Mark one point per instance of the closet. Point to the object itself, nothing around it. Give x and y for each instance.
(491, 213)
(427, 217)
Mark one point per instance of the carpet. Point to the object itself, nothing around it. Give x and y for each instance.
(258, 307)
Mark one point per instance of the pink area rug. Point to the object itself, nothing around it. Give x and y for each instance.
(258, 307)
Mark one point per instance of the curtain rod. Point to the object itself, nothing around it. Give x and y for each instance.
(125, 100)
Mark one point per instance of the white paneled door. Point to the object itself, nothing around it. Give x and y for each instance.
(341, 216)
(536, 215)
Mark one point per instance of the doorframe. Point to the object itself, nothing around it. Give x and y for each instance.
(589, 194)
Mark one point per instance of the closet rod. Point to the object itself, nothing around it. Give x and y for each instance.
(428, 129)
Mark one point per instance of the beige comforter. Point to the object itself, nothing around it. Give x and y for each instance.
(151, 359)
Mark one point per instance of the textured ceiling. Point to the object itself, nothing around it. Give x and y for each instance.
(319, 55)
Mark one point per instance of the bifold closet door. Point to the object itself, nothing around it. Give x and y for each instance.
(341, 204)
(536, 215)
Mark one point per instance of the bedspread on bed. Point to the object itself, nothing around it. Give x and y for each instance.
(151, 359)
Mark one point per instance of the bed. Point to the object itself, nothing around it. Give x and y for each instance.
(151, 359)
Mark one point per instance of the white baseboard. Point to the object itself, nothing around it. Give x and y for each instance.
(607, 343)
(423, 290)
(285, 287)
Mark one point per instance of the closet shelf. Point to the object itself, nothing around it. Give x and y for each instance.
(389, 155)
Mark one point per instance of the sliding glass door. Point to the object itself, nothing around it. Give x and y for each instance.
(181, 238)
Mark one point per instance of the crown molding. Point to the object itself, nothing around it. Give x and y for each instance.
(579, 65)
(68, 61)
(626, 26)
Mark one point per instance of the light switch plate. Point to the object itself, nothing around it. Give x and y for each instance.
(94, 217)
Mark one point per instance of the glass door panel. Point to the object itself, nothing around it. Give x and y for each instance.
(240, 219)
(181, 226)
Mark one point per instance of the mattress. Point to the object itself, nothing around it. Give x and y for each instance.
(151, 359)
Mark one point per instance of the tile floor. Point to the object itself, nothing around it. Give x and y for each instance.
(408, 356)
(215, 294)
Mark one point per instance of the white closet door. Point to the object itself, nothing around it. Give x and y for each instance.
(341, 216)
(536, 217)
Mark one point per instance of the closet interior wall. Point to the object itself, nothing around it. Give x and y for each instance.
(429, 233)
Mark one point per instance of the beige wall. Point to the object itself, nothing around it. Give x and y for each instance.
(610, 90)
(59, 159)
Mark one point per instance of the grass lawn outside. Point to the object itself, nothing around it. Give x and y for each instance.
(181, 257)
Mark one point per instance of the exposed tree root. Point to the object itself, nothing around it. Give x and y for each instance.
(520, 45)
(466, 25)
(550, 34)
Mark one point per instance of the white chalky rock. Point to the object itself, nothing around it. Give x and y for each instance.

####################

* REQUIREMENTS: Repeat every line of the data, exactly and in full.

* CORRECT RESULT:
Mark one point per instance of the closet. Point to the object itself, nothing around it. Give x and y for each instance.
(491, 213)
(427, 217)
Mark one point per instance of the carpet. Point to the object itself, nothing around it. Give x and y for each instance.
(258, 307)
Mark one point per instance of the pink area rug. Point to the object itself, nothing around it. Give x and y for each instance.
(258, 307)
Mark one point per instance of the curtain rod. Point to the object itself, nothing around it. Give x and y for each instance.
(125, 100)
Mark one point per instance of the white paneled door. Point to the object itself, nothing around it. Give x and y for each instance.
(341, 216)
(536, 215)
Mark one point per instance of the doorframe. Point to the object itself, nothing around it. Give x and y for each instance.
(589, 194)
Mark one point per instance of the closet rod. Point to the object itself, nothing around it. Give x and y for each instance.
(428, 129)
Mark one point per instance of the beige comforter. Point to the object itself, nothing around it. Give x and y for each instance.
(151, 359)
Mark one point per instance of the textured ceiling. Point to the object itself, nothing around it. Give x and y for each instance.
(319, 55)
Mark one point per instance of the bifold closet door. Point to the object itself, nothing around it. Give x and y for each instance.
(341, 204)
(536, 215)
Mark one point per instance of the bedspread on bed. Point to the object itself, nothing around it. Give x and y for each instance.
(151, 359)
Mark one point per instance of the bed. Point to the object itself, nothing around it. Give x and y for each instance.
(151, 359)
Mark one point per instance of the white baseboard. Point to the object itself, nothing around it. Give x and y for each instance.
(607, 343)
(423, 290)
(285, 287)
Mark one point per instance of the closet shelf. Point to the object itself, nothing around it. Give x and y for each instance.
(389, 155)
Mark one point per instance of the sliding glass door. Point to the object itself, nothing around it. Give x and y for each instance.
(181, 238)
Mark one point per instance of the crown molding. Point to the object itself, nothing around it. Give x and y for each instance.
(579, 65)
(68, 61)
(626, 26)
Mark one point per instance of the light switch plate. Point to the object itself, nothing around it. Give x and y for each instance.
(94, 217)
Mark one point per instance of the glass door panel. Point to the object itself, nothing around it. Give x and y for each instance.
(240, 219)
(181, 226)
Mark one point per instance of the mattress. Point to the object itself, nothing around it. Give x and y for each instance.
(151, 359)
Mark one point per instance of the tile floor. Point to the object itself, nothing around it. Give x and y for each instance.
(408, 356)
(215, 294)
Mark one point per instance of the white closet door. Point to the object itself, nothing around it. Give x and y for each instance.
(341, 216)
(536, 217)
Mark one point per instance of the closet interior wall. Point to the object itself, nothing around it. Give x and y for each instance.
(429, 233)
Mark one point per instance of the beige wall. Point to the object itself, nothing around it. Give x and y for each instance.
(610, 90)
(59, 159)
Mark one point per instance of the grass lawn outside. Point to the object itself, nothing around it. Give x and y for each instance.
(181, 257)
Mark one point per instance of the exposed tree root. Point to the object itself, nothing around it. Give x and y for each instance.
(520, 45)
(466, 25)
(550, 34)
Mark one point per instance of the white chalky rock. Point to the object itself, nothing around it. Give x and y for each instance.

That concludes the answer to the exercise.